**Your instructions**
Nothing may be dropped. Retype the whole listing exactly.

**Input data**
□ □ □ □ □

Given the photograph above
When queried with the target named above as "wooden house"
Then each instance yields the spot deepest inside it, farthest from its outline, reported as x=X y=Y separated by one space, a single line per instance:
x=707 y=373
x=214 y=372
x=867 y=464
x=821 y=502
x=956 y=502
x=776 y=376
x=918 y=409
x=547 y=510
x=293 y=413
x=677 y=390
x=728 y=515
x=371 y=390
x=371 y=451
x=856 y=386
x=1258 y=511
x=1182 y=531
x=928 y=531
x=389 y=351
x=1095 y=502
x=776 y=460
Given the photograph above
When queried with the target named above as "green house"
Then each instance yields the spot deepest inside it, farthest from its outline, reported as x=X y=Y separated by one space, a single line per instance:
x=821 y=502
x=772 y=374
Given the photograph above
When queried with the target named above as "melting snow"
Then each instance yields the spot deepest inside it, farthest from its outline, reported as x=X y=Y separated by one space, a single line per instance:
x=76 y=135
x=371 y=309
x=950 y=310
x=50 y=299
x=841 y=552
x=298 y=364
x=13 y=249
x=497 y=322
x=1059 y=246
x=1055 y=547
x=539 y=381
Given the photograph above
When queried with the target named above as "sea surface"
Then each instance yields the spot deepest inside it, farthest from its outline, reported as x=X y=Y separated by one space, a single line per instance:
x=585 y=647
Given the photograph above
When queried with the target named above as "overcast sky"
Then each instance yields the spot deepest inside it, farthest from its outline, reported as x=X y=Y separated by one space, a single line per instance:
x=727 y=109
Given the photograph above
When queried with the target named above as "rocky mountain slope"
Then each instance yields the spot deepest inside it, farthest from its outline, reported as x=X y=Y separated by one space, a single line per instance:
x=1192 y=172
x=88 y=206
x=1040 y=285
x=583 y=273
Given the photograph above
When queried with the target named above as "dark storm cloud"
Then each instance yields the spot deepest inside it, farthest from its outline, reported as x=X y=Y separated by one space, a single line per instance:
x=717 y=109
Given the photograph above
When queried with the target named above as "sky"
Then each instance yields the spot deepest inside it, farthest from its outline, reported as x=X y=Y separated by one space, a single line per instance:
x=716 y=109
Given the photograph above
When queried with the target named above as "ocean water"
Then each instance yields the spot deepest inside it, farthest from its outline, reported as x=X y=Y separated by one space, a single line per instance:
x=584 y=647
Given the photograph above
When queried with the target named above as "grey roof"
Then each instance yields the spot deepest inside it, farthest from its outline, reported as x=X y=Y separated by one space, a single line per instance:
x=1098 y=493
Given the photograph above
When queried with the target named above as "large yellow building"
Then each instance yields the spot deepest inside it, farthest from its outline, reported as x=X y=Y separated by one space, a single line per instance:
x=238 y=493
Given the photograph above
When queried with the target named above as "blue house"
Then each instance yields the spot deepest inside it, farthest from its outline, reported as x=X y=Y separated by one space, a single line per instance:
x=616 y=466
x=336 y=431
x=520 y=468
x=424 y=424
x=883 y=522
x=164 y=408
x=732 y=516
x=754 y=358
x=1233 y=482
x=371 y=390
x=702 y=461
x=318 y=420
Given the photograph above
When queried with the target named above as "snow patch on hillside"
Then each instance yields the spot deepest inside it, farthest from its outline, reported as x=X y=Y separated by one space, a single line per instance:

□ □ □ □ □

**Output below**
Given the photograph above
When queried with the target named above as "wooden house"
Then each instance yields the spot deepest inside it, farthest from its outline, reported as x=X y=Y separated by one space, a single line per instance:
x=707 y=373
x=214 y=372
x=867 y=464
x=821 y=502
x=956 y=502
x=776 y=376
x=918 y=409
x=547 y=510
x=293 y=413
x=677 y=390
x=728 y=515
x=371 y=390
x=371 y=451
x=856 y=386
x=1258 y=511
x=1182 y=531
x=928 y=531
x=389 y=351
x=1095 y=502
x=776 y=460
Given the photograph above
When queried with the target named above as "green house"
Then each instance yields the spot deepest inside it, farthest from its outline, reported as x=X y=Y separated by one space, a single line per instance:
x=821 y=502
x=772 y=374
Given the photograph above
When queried with the target named above as "melting snow"
Then each instance yields the spot deepest inside it, farthest from its outline, reported as x=X y=Y separated by one space, a single line per instance:
x=76 y=135
x=371 y=309
x=950 y=310
x=50 y=299
x=841 y=552
x=298 y=364
x=13 y=249
x=497 y=322
x=1059 y=246
x=1055 y=547
x=539 y=381
Given the photograph above
When queried with the target named above as "sea surface"
Then each instance yields the spot deepest inside it, farthest from its outline, reported as x=X y=Y separated by one space, a single line per instance:
x=585 y=647
Given the photograph above
When queried with the target named above as "overcast sky"
Then each instance yields the spot deepest inside it, farthest from its outline, reported as x=X y=Y separated by one space, a single line per instance:
x=727 y=109
Given the photograph above
When queried with the target named above as "rocky mountain slope"
Then each instance yields the spot deepest inside it, farthest from its outline, reported as x=X y=Y separated by one space, a single line per instance:
x=1192 y=172
x=88 y=206
x=1040 y=285
x=583 y=273
Given the photograph above
When queried with the target named above as "dark storm cloud"
Then each instance yields the spot deepest inside it, farthest from its outline, reported as x=X y=Y separated by one space, a single line per instance:
x=717 y=109
Given the photograph above
When queried with the target named above as "sky"
Then each instance yields the spot deepest inside it, farthest from its outline, reported as x=X y=Y separated by one space, a single line per instance:
x=716 y=109
Given the photograph above
When queried with the target named above as "ocean water"
Then each instance yields the spot deepest inside it, farthest from its outline, reported as x=X y=Y separated by one space, a single line per instance:
x=584 y=647
Given the photograph above
When queried with the target named above as "grey roof"
Then each instance yields the spot deepest inside it, farthest from its outline, reported as x=X y=Y separated by one space, a single line per instance:
x=1098 y=493
Given the photograph above
When queried with the target named above as "large yellow building"
Then each instance yields the spot deepest inside it, farthest from its outline, reported as x=X y=Y separated by one space, a single line per instance:
x=238 y=493
Given the photograph above
When queried with the target named above as "blue house"
Then each instance yields the spot deepest inside it, farthest from its outline, reported as x=X y=Y separated by one space, a single line per instance:
x=616 y=466
x=336 y=431
x=520 y=468
x=424 y=424
x=883 y=522
x=164 y=408
x=732 y=516
x=754 y=358
x=1233 y=482
x=371 y=390
x=702 y=461
x=318 y=420
Given the photograph above
When queried with the target named above as "snow patch on hillside"
Then each instance yields the spot deepest inside it, farthest from its outline, reported as x=X y=Y separated by one space, a single line per instance:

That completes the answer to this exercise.